(Records from a data collection):
▶
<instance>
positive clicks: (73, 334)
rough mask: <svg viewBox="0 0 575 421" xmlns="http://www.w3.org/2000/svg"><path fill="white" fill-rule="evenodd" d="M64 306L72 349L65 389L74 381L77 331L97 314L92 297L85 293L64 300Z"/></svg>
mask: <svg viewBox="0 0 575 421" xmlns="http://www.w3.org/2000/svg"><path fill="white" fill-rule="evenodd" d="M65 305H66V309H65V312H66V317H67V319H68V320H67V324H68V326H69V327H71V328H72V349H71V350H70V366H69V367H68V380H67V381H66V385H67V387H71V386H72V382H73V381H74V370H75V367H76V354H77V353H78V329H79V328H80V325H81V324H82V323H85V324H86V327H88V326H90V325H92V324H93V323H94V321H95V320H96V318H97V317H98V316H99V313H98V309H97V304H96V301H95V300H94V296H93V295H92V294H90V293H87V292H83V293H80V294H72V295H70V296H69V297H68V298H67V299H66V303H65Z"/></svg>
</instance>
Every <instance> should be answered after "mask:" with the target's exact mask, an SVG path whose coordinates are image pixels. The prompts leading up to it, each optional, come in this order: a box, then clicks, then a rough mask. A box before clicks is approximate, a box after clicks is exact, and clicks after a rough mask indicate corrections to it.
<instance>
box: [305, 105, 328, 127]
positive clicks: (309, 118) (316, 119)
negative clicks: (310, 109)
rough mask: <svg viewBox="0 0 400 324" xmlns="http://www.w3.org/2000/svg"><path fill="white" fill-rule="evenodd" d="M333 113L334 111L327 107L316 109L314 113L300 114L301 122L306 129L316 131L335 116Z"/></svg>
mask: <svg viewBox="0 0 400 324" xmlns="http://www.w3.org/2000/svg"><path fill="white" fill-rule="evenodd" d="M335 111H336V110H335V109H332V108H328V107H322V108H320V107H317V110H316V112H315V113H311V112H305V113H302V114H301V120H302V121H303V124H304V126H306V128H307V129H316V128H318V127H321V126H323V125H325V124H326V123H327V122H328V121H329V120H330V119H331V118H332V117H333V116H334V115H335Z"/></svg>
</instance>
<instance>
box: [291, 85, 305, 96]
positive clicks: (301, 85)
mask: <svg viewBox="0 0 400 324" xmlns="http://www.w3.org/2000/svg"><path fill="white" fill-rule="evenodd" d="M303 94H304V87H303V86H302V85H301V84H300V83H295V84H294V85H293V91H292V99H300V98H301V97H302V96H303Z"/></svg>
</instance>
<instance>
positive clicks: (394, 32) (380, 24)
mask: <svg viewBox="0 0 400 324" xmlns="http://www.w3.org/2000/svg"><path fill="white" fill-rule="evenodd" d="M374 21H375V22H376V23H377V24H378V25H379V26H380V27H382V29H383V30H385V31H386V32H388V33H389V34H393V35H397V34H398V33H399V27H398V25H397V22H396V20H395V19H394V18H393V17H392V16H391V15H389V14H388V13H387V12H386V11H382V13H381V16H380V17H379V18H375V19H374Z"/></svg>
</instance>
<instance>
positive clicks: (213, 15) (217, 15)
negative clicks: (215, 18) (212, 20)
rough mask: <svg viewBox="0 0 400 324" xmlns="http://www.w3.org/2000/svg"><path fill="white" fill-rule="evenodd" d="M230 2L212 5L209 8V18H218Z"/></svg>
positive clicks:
◀
(Problem description): An exact copy of every record is needed.

(Response for this exercise):
<instance>
positive clicks: (73, 334)
rough mask: <svg viewBox="0 0 575 421" xmlns="http://www.w3.org/2000/svg"><path fill="white" fill-rule="evenodd" d="M64 306L72 349L65 389L74 381L77 331L97 314L92 297L85 293L64 300Z"/></svg>
mask: <svg viewBox="0 0 575 421" xmlns="http://www.w3.org/2000/svg"><path fill="white" fill-rule="evenodd" d="M65 305H66V309H65V312H66V317H67V319H68V320H67V324H68V326H69V327H71V328H72V349H71V350H70V366H69V367H68V380H67V381H66V385H67V387H71V386H72V382H73V381H74V370H75V367H76V354H77V353H78V329H79V328H80V325H81V324H82V323H85V324H86V327H88V326H90V325H92V324H93V323H94V321H95V320H96V318H97V317H98V316H99V313H98V309H97V304H96V301H95V300H94V296H93V295H92V294H90V293H87V292H83V293H80V294H72V295H70V296H69V297H68V298H67V299H66V303H65Z"/></svg>
</instance>
Every <instance> should be answered after "mask:" with the target's exact mask, an SVG path whose coordinates are image pixels. The prompts leading up to it, each optional, come in this order: a box, then clicks, then a rough mask. A box before clicks is approximate, a box after clicks is exact, and clicks after a rough mask indicate corrections to it.
<instance>
box: [305, 105, 328, 127]
positive clicks: (309, 118) (316, 119)
negative clicks: (310, 109)
rough mask: <svg viewBox="0 0 400 324" xmlns="http://www.w3.org/2000/svg"><path fill="white" fill-rule="evenodd" d="M333 113L334 111L327 107L316 109L314 113L300 114L301 122L306 129L316 131L335 116Z"/></svg>
mask: <svg viewBox="0 0 400 324" xmlns="http://www.w3.org/2000/svg"><path fill="white" fill-rule="evenodd" d="M335 111H336V110H335V109H332V108H328V107H322V108H320V107H317V110H316V112H315V113H311V112H305V113H302V114H301V120H302V121H303V124H304V126H306V128H307V129H316V128H318V127H321V126H323V125H325V124H326V123H327V122H328V121H329V120H330V119H331V118H332V117H333V116H334V115H335Z"/></svg>
</instance>
<instance>
box: [291, 85, 305, 96]
positive clicks: (301, 85)
mask: <svg viewBox="0 0 400 324" xmlns="http://www.w3.org/2000/svg"><path fill="white" fill-rule="evenodd" d="M303 94H304V87H303V86H302V85H301V84H300V83H295V84H294V85H293V91H292V99H300V98H301V97H302V96H303Z"/></svg>
</instance>
<instance>
positive clicks: (394, 32) (380, 24)
mask: <svg viewBox="0 0 400 324" xmlns="http://www.w3.org/2000/svg"><path fill="white" fill-rule="evenodd" d="M374 21H375V22H376V23H377V24H378V25H379V26H380V27H382V29H383V30H385V31H386V32H388V33H389V34H393V35H397V34H398V33H399V27H398V25H397V22H396V20H395V19H394V18H393V17H392V16H391V15H389V14H388V13H387V12H386V11H382V13H381V16H380V17H379V18H375V19H374Z"/></svg>
</instance>
<instance>
positive clicks: (213, 15) (217, 15)
negative clicks: (215, 18) (212, 20)
rough mask: <svg viewBox="0 0 400 324" xmlns="http://www.w3.org/2000/svg"><path fill="white" fill-rule="evenodd" d="M230 2L212 5L209 8V18H218Z"/></svg>
positive clicks:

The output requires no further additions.